_STATED EXERCISE 1_. Arrange the records as a Markdown table with the columns "Row" and "Line". Cover only the lines from the one containing "# test: locate the grassy" up to and including the last line of the records, give each line a row number, and leave out blank lines.

_DOCUMENT TEXT_.
Take the time to tell us your story. Where are you in your walk with Christ, if you are even on the road? Have you struggled with the perceived lists of do-and-don’ts that others have made? Have you had experiences with legalistic pastors, churches, families, etc.? How do you try to live your life now? What advice do you have, if any, for others who may be struggling to become free to live in grace?


I guess I would fit the list of so-called “legalists.” Let
me give you a glimpse from where I’m standing… For me, it’s not a
list of “do’s & don’ts”… it’s not a legalist issue. It’s
a love issue. I don’t wear pants because I love the Lord and
believe it pleases Him when I dress femininely and modestly. Is it
a “sin” to wear pants? I can’t say that it is or it isn’t – the
Bible doesn’t just come out and say “Thou shalt not wear pants,
women!” But there is always going to be a more holy standard that
we can seek to attain. There will always be areas in which
Christians could raise the bar just a little higher. Am I relying
on my non-pants-wearning/skirts-only standard to get me to Heaven?
No. Therefore it’s not a legalist issue. I use the KJV. Why?

_STATED EXERCISE 2_. Reproduce the passage of the faith and legalism testimony from "Take the time" up to and including "live in grace?".

_DATA TO PROCESS_.

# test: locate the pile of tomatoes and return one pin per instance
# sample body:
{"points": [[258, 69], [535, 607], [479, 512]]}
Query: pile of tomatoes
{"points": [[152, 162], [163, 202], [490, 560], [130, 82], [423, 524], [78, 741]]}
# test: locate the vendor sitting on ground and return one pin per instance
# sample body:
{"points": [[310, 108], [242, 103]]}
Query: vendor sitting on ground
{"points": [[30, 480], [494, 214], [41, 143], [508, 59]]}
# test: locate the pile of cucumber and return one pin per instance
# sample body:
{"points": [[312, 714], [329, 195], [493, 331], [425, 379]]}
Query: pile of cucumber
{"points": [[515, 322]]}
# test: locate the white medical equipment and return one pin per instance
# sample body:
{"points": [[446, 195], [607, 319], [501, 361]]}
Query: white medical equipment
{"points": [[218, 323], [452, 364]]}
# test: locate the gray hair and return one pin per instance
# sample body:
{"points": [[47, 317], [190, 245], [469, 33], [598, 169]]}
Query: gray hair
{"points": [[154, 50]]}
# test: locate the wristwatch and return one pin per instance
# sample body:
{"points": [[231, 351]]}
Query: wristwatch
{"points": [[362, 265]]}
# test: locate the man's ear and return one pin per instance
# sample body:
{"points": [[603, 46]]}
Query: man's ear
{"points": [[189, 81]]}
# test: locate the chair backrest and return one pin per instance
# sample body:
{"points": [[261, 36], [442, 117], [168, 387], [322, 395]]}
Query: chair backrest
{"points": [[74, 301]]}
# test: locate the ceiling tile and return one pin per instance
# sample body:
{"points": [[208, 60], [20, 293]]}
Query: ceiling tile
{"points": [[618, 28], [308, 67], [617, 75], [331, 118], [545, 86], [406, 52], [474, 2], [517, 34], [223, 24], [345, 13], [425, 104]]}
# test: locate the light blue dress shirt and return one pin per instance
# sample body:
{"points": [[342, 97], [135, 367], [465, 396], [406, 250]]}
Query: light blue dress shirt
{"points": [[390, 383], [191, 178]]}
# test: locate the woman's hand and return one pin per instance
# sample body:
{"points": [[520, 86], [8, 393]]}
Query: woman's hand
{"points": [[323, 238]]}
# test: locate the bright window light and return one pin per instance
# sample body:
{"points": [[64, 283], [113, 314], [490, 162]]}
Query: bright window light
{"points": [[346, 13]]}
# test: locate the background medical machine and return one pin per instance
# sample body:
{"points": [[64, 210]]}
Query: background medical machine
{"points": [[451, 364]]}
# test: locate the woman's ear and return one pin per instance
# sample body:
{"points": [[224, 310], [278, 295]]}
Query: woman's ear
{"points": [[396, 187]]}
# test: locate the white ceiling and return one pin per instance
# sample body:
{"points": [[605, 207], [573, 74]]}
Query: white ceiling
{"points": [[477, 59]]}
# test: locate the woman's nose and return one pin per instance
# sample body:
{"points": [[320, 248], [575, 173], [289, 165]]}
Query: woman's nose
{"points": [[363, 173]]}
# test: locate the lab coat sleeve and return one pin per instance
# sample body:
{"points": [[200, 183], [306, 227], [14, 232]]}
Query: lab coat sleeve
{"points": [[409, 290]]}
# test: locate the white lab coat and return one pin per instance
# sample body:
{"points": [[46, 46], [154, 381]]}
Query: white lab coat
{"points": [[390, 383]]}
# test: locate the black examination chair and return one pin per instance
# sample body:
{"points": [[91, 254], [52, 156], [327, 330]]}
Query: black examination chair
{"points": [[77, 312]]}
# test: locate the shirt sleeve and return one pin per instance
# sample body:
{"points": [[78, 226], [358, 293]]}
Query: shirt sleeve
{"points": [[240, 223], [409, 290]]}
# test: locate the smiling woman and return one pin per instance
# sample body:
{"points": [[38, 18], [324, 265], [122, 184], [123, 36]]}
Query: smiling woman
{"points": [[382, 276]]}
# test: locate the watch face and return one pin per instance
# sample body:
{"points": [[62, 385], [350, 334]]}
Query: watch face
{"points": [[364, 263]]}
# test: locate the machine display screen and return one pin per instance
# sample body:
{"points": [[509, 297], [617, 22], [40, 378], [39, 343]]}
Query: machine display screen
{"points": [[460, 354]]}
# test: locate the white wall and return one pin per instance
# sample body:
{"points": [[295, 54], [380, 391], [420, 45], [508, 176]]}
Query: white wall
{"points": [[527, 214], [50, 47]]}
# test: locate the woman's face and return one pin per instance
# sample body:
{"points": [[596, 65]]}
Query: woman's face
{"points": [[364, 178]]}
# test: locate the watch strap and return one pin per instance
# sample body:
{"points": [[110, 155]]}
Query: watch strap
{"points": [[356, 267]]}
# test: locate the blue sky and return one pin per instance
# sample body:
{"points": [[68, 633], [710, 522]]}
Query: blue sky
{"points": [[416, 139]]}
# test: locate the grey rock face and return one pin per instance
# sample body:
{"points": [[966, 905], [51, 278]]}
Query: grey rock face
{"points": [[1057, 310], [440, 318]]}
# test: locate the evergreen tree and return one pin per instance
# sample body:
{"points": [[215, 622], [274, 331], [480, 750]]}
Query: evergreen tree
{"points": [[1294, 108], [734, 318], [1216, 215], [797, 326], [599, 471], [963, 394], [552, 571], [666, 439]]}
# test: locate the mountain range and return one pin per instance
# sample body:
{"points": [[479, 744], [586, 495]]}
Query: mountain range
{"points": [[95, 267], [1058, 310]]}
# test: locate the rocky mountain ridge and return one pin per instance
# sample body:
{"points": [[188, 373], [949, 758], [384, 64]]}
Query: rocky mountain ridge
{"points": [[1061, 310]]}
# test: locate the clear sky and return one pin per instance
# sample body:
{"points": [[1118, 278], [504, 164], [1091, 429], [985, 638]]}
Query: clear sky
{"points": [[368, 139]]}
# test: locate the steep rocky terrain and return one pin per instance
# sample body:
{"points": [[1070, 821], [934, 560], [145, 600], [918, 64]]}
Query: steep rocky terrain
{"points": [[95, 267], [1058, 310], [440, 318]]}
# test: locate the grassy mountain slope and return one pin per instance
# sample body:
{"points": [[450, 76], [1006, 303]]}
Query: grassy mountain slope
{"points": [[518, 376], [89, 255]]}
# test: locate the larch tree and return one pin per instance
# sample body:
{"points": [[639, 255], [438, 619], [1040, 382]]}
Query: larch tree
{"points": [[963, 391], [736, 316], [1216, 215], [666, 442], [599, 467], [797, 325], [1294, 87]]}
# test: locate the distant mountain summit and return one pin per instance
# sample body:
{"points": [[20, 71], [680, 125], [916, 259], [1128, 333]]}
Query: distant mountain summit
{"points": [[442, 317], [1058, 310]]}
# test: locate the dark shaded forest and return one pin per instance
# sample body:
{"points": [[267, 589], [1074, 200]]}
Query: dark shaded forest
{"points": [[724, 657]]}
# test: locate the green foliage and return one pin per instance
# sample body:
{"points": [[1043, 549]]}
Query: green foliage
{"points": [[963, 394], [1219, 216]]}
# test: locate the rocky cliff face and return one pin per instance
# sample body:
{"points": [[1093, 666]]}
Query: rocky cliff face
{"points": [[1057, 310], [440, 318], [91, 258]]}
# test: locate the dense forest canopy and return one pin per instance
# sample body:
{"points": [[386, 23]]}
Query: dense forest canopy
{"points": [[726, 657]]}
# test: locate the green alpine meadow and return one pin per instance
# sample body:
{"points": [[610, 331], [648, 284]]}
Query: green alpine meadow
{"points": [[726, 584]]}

_EXERCISE OUTPUT 1_.
| Row | Line |
|---|---|
| 1 | # test: locate the grassy mountain slope and return one pin per instance |
| 2 | # sample body: |
| 3 | {"points": [[450, 76], [1006, 303]]} |
| 4 | Query: grassy mountain slope |
| 5 | {"points": [[518, 376], [89, 255]]} |
| 6 | # test: locate the larch tree and return one pin per instance |
| 7 | # sample body: |
| 8 | {"points": [[639, 255], [438, 619], [1040, 382]]} |
| 9 | Query: larch tree |
| 10 | {"points": [[963, 391], [736, 316], [1216, 215], [666, 442], [599, 467], [797, 325], [1294, 87]]} |
| 11 | # test: locate the distant mountain summit and return one pin per instance |
| 12 | # sample body: |
| 13 | {"points": [[20, 71], [680, 125], [916, 259], [1128, 333]]} |
| 14 | Query: distant mountain summit |
| 15 | {"points": [[442, 317], [1058, 310]]} |
| 16 | # test: locate the dark shaded forest and return one pin per instance |
| 17 | # sample body: |
| 18 | {"points": [[267, 589], [1074, 200]]} |
| 19 | Query: dark shaded forest |
| 20 | {"points": [[724, 657]]} |
| 21 | # test: locate the green foliage and return one pin per instance |
| 22 | # sample body: |
| 23 | {"points": [[1043, 549]]} |
| 24 | Query: green foliage |
| 25 | {"points": [[963, 394], [1219, 216]]} |
| 26 | # test: locate the rocky cliff face and return one pin per instance |
| 27 | # sample body: |
| 28 | {"points": [[1093, 666]]} |
| 29 | Query: rocky cliff face |
| 30 | {"points": [[1057, 310], [440, 318], [91, 258]]} |
| 31 | # test: locate the dense forest canopy and return one pin per instance |
| 32 | # sample body: |
| 33 | {"points": [[386, 23]]} |
| 34 | Query: dense forest canopy |
| 35 | {"points": [[726, 657]]} |
| 36 | # test: locate the green alpine meadow and return one pin per instance |
| 37 | # sample body: |
| 38 | {"points": [[610, 331], [648, 284]]} |
| 39 | Query: green alpine meadow |
| 40 | {"points": [[726, 584]]} |

_EXERCISE OUTPUT 2_.
Take the time to tell us your story. Where are you in your walk with Christ, if you are even on the road? Have you struggled with the perceived lists of do-and-don’ts that others have made? Have you had experiences with legalistic pastors, churches, families, etc.? How do you try to live your life now? What advice do you have, if any, for others who may be struggling to become free to live in grace?